**Given data**:

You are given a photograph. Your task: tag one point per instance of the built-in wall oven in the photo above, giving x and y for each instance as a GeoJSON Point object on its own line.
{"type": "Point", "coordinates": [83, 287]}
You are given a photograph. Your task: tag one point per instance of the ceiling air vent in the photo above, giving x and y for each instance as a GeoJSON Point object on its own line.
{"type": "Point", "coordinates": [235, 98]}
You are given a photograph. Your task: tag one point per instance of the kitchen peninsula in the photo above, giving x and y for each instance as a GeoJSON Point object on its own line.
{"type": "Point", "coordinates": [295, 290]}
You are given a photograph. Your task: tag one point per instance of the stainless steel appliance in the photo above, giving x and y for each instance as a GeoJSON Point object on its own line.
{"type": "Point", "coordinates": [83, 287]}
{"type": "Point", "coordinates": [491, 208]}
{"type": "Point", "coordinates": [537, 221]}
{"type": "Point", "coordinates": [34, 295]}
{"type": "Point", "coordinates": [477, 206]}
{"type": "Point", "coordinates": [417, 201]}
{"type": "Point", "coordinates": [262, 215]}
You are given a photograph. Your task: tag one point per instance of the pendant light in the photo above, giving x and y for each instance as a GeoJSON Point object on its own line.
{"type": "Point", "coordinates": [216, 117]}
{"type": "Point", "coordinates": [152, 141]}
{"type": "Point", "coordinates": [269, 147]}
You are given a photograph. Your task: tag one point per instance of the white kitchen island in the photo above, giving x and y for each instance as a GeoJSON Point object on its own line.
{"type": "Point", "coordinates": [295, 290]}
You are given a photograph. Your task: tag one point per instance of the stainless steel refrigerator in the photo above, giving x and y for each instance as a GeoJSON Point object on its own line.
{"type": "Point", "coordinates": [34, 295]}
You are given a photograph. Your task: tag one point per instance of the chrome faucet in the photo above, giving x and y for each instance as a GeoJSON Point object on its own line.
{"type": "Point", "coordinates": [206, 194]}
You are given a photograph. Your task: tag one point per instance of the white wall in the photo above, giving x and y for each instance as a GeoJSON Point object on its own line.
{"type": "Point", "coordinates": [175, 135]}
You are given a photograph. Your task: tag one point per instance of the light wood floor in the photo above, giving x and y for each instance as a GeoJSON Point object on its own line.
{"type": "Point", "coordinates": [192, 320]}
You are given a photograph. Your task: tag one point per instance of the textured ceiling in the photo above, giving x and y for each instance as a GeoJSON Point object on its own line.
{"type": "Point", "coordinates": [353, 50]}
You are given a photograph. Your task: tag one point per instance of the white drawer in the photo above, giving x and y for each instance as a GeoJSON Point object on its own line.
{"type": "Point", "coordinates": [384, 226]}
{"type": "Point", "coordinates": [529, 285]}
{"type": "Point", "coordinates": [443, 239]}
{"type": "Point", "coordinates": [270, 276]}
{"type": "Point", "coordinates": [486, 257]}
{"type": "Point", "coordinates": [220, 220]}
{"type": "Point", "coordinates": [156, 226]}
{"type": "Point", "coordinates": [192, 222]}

**Required work**: Send back exactly the lines from the line with "of the textured" through the end of the records.

**Result for this task**:
You are given a photograph. Your task: tag one point per instance of the textured ceiling in the photo above, giving x and y for each instance as a GeoJSON Point object on its own line.
{"type": "Point", "coordinates": [353, 50]}
You are given a photograph. Your task: tag one point per instance of the white drawer in the photo above, giving x and y for each instance as a GeoJSON Point object on its own line.
{"type": "Point", "coordinates": [384, 226]}
{"type": "Point", "coordinates": [529, 285]}
{"type": "Point", "coordinates": [443, 239]}
{"type": "Point", "coordinates": [270, 276]}
{"type": "Point", "coordinates": [486, 257]}
{"type": "Point", "coordinates": [220, 220]}
{"type": "Point", "coordinates": [156, 226]}
{"type": "Point", "coordinates": [192, 222]}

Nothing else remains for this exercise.